Stated exercise:
Copy out the final stretch of the listing: the line that contains "Locate every instance of the car parked" and all lines after it, exactly as they appear.

[Excerpts of pointing data]
++++++
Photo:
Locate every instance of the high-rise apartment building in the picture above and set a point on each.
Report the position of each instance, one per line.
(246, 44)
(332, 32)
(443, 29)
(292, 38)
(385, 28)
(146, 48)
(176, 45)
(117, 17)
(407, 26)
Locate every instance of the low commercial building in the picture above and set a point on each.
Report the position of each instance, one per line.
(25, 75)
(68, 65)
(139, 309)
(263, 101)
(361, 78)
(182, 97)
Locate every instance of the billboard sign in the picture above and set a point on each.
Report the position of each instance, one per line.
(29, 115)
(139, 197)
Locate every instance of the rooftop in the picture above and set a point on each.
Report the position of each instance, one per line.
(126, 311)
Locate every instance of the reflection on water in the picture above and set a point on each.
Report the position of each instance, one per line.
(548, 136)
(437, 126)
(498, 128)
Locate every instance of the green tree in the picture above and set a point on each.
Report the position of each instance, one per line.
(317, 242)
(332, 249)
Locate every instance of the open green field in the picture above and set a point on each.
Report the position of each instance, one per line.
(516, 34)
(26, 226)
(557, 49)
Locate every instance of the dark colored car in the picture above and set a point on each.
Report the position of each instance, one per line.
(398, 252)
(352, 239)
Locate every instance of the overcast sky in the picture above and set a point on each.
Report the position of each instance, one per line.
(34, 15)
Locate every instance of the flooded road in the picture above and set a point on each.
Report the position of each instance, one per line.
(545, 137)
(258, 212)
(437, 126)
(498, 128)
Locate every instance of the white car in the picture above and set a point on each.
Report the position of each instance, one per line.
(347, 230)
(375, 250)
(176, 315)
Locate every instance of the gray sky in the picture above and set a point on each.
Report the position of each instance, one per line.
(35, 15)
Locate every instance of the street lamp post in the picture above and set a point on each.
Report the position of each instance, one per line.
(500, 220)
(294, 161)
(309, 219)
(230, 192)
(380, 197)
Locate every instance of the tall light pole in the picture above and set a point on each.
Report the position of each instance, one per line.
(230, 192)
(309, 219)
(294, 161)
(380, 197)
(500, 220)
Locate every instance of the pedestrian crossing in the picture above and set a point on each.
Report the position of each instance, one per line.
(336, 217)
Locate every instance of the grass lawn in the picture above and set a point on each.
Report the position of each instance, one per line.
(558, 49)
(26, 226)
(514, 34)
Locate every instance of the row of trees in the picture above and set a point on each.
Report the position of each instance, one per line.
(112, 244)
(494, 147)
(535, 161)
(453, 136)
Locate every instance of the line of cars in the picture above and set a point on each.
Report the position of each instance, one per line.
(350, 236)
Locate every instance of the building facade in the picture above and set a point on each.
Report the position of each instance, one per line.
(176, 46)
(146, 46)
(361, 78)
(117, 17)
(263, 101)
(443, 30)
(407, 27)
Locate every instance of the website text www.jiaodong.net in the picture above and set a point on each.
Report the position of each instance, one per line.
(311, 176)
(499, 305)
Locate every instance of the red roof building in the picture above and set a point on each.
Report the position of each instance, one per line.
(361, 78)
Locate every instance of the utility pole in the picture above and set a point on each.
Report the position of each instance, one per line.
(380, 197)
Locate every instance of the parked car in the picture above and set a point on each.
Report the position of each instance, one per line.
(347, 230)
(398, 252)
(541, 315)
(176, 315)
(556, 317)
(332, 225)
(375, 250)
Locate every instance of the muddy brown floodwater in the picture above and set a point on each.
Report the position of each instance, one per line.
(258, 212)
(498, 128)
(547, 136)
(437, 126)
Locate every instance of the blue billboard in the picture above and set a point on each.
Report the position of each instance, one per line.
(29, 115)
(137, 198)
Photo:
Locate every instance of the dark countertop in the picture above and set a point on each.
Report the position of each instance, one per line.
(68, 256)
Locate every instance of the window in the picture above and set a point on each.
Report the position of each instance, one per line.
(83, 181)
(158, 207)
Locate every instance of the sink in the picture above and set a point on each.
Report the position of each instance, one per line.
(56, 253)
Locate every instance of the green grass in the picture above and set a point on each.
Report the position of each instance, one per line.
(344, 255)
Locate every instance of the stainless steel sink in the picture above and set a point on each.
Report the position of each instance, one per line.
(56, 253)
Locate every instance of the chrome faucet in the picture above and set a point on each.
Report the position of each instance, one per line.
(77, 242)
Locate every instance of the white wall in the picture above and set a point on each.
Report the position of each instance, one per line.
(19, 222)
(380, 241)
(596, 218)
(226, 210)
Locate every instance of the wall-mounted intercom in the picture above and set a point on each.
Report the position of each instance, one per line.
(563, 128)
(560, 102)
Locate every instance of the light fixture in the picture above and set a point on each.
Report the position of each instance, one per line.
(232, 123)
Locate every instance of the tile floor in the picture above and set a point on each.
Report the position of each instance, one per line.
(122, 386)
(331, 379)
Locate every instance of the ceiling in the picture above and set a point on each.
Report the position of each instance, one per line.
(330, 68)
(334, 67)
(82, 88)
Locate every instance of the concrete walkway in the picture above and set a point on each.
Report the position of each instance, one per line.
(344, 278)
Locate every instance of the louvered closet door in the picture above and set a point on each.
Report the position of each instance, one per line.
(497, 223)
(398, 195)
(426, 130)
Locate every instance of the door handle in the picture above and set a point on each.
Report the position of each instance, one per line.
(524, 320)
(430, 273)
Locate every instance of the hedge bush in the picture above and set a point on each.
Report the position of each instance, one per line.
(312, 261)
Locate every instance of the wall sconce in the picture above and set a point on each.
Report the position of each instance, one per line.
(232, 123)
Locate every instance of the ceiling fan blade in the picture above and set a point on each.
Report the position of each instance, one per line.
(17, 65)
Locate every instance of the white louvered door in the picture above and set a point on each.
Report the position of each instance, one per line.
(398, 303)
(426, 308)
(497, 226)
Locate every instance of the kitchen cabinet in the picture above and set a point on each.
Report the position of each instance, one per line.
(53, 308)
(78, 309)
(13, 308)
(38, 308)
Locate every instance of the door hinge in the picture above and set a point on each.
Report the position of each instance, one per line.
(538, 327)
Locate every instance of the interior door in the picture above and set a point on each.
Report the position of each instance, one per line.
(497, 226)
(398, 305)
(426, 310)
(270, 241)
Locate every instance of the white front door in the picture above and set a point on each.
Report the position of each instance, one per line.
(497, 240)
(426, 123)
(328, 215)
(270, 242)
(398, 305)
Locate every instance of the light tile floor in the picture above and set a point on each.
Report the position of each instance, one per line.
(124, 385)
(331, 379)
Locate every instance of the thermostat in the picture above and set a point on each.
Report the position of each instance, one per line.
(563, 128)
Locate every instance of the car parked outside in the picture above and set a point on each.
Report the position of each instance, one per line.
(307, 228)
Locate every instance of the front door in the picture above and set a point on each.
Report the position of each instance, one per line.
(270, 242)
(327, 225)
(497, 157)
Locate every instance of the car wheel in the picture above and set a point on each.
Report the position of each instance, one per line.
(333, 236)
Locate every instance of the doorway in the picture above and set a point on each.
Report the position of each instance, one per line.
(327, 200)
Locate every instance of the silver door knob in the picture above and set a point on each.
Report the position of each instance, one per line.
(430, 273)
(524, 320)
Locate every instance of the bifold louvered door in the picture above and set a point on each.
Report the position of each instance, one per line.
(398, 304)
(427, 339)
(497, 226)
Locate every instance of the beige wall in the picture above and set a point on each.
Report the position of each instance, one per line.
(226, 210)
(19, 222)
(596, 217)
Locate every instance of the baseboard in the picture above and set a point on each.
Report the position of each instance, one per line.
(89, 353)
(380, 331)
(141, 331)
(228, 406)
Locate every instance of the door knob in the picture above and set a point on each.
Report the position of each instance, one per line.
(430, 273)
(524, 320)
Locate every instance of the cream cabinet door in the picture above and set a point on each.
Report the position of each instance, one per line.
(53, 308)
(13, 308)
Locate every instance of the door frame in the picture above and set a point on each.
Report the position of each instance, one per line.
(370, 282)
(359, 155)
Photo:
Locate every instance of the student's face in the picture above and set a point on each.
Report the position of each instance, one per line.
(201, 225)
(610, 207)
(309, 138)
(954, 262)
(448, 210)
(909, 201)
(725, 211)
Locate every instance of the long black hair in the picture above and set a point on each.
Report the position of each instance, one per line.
++++++
Final result:
Locate every instance of the car parked outside in the picture above and set a point on each.
Report the position of each instance, one per line.
(307, 228)
Locate every instance of the front door in the picture above and set a point on each.
Report the position of each instance, one per line.
(270, 242)
(327, 225)
(497, 157)
Locate every instance of the car wheel in the picture above and set a point on each.
Report the position of each instance, one per line.
(333, 236)
Locate every instance of the doorway in the picture above and set a point on each.
Report the position of each instance, one per line.
(327, 200)
Locate every instance of the silver door knob in the picture above and set a point on each.
Report the position of each instance, one per line.
(430, 273)
(524, 320)
Locate every instance of the bifold louvered door in the picture above and set a point on each.
Report the position of each instance, one per line.
(398, 304)
(427, 339)
(497, 226)
Locate every instance of the beige wall in the picture above and set a point on each.
Report the position of each instance, one per line.
(226, 210)
(19, 222)
(596, 217)
Locate every instance of the baseboard in the picture above and set a point on each.
Report the position of each instance, one per line.
(89, 353)
(380, 331)
(141, 331)
(228, 406)
Locate every instance of the door knob in the picture above and set a point on each.
Report the position of each instance, one per line.
(430, 273)
(524, 320)
Locate every instance of the cream cabinet door in the picture above and set a point on each.
Report the position of each instance, one per line.
(53, 308)
(13, 308)
Locate every instance of the door frame in the picture above and set a point on each.
Report the position of each instance, one per line.
(370, 282)
(359, 155)
Photo:
Locate every instance of the student's face in the picture above and set a point on each.
Report the position of each instance, one per line.
(201, 225)
(610, 207)
(309, 138)
(954, 262)
(448, 210)
(909, 201)
(725, 211)
Locate every instance of the long black hair in the picture above and set a point on each.
Report the position of each instance, one per line.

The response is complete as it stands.